- _DOCUMENT_:
--- Begin ---

November 30, 2011
I think I have found the title for my project, taken from the travel writings of G.W. Manby Esquire of Hotwells, Clifton (1802). He describes LLanwern as, “an elegant mansion, seated on an eminence, decorated with all the appendages to denote a residence of distinction, and to render it an interesting and pleasing object to the traveller...” How fabulous is that?
Mr Manby’s book was just one of the treasures I discovered during my two days at the National Library of Wales in Aberystwyth… What a joy, spending hours away from Facebook, mobile phones and general noise. All I could hear around was the occasional beep of a laptop being switched on and the pages of 17th century tomes turning. Yes – 17th century!

--- End ---

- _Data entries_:
--- Begin ---

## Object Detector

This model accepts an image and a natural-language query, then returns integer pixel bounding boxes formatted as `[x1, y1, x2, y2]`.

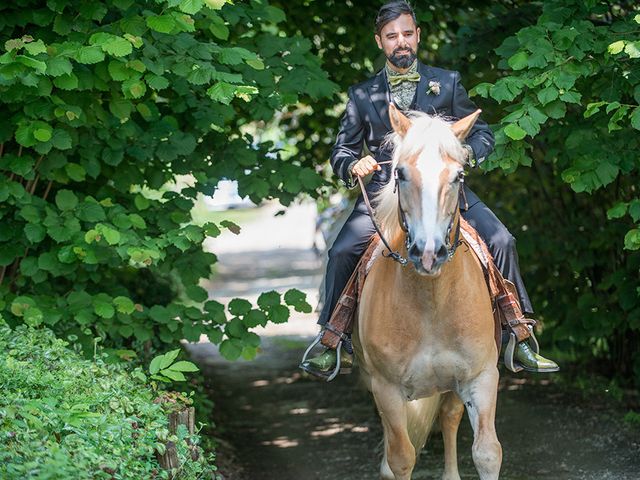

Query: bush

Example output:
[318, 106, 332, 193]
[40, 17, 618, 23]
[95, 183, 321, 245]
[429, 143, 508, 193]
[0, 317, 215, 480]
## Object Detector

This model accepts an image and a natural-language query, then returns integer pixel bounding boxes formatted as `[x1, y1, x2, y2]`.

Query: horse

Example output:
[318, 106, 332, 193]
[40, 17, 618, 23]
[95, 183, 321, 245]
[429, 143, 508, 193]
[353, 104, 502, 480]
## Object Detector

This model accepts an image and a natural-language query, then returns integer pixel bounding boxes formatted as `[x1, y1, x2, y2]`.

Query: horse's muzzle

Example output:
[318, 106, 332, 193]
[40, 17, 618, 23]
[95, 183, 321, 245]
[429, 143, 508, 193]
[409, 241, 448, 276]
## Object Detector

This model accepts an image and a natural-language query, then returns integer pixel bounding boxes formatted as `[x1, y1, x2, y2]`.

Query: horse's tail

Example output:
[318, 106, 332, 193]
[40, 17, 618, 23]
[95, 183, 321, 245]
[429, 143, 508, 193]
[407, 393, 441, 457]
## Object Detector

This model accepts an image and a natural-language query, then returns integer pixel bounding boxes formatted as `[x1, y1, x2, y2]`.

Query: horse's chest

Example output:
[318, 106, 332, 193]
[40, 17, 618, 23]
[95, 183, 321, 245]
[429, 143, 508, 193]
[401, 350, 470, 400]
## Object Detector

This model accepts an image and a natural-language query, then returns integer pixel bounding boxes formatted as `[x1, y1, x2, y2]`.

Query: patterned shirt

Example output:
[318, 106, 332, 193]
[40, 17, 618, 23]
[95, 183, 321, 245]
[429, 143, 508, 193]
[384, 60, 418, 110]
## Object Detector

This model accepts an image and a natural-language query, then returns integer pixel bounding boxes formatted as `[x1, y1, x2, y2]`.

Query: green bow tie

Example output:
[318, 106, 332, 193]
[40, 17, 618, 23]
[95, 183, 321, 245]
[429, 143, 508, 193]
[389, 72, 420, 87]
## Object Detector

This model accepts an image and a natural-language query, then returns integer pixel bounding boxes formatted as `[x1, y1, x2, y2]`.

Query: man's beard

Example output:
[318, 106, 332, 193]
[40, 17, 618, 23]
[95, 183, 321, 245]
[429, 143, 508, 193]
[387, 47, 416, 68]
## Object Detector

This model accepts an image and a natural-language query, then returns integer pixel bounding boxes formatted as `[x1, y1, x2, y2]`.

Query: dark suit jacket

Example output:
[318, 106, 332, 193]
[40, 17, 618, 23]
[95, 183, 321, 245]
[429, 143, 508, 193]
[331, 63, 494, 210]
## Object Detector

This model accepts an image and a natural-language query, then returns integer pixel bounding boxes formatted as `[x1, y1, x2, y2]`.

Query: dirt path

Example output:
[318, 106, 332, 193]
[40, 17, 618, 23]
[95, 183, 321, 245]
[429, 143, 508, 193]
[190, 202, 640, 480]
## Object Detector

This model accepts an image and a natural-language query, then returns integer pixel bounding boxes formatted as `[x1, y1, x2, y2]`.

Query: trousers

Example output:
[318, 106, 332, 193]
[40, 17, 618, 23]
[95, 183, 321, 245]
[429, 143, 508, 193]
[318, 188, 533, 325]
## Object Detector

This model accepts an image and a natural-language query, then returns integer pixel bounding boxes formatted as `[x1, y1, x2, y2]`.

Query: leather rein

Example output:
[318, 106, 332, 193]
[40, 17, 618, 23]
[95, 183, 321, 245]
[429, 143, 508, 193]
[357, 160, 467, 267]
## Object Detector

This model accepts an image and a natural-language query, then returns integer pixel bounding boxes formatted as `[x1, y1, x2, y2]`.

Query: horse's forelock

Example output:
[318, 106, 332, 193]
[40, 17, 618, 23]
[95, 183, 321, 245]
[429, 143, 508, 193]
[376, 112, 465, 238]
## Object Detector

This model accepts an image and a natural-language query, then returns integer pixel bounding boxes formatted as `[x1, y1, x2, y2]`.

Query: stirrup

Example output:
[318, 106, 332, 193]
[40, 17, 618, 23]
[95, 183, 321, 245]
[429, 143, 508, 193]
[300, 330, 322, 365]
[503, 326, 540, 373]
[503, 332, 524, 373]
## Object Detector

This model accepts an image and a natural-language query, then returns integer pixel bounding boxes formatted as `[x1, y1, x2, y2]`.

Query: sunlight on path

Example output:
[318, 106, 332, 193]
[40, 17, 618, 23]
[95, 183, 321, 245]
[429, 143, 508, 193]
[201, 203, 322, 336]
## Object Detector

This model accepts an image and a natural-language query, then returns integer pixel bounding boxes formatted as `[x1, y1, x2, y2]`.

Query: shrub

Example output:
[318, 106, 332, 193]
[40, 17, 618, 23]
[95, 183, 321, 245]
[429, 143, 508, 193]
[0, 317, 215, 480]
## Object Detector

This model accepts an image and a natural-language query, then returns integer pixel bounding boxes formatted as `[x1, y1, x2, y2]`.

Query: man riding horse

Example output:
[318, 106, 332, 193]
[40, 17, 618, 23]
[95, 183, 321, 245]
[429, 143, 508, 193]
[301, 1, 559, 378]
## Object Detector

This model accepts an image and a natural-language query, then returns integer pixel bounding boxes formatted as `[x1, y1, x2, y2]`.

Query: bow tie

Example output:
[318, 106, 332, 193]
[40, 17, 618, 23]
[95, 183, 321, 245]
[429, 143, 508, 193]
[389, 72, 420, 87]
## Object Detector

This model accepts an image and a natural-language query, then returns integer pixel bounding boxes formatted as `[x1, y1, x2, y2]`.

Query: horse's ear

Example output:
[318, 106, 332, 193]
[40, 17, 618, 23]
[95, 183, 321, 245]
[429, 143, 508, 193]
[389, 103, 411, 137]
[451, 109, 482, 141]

--- End ---

- _INSTRUCTIONS_:
#1 Retype a passage from the blog post about Llanwern, beginning at the words "November 30, 2011" and stopping after the words "Yes – 17th century!".
#2 According to the blog post about Llanwern, how many days did the writer spend at the National Library of Wales?
#3 Carry on the blog post about researching Llanwern, starting after its last sentence.

- _THE RESULTS_:
#1
November 30, 2011
I think I have found the title for my project, taken from the travel writings of G.W. Manby Esquire of Hotwells, Clifton (1802). He describes LLanwern as, “an elegant mansion, seated on an eminence, decorated with all the appendages to denote a residence of distinction, and to render it an interesting and pleasing object to the traveller...” How fabulous is that?
Mr Manby’s book was just one of the treasures I discovered during my two days at the National Library of Wales in Aberystwyth… What a joy, spending hours away from Facebook, mobile phones and general noise. All I could hear around was the occasional beep of a laptop being switched on and the pages of 17th century tomes turning. Yes – 17th century!

#2 Two days.

#3
I found images of Lord Rhondda with his prize bulls and discovered that early owners had to lease the house to pay off debts. At times I allowed myself to drift off and imagine a path for myself that included years of detailed detective work: I am currently trying out the sound of Dr Fotheringham, PhD…
Sadly, and for some unfathomable reason I can’t post any pics…
In the last week, I’ve also been to the National Trust Archives in Swindon and had some fantastic contact with Country Life magazine… The research is growing and growing…
November 14, 2011
It’s been a busy couple of weeks… I haven’t been slacking – honest! My Llanwern project is shaping up nicely, thank you: although, I still don’t have a single usable image… Since my last post, I have become the proud owner of a Wista 5 x 4 camera (thank you, Ray) and have been wandering the countryside with the camera on my back and a tripod on my shoulder. Actually, ‘wandering’ is too light a verb: the weight of the kit fairly grounds you to the earth; who needs boot camp when you have a Wista? I am LOVING working with the Wista and I hope that some of that love will come through the images that I make. We shall see.
Big thanks to Lyn Caswell for helping me to carry my kit and for using my G11 to get pics of me bending over…
November 3, 2011
I somehow don’t think it is sustainable for me to write about the project daily, so my few followers, don’t worry – I am not going to continually bombard you… But I did think that you might like to hear a little about Lord Rhondda’s daughter…
Isn’t she cute?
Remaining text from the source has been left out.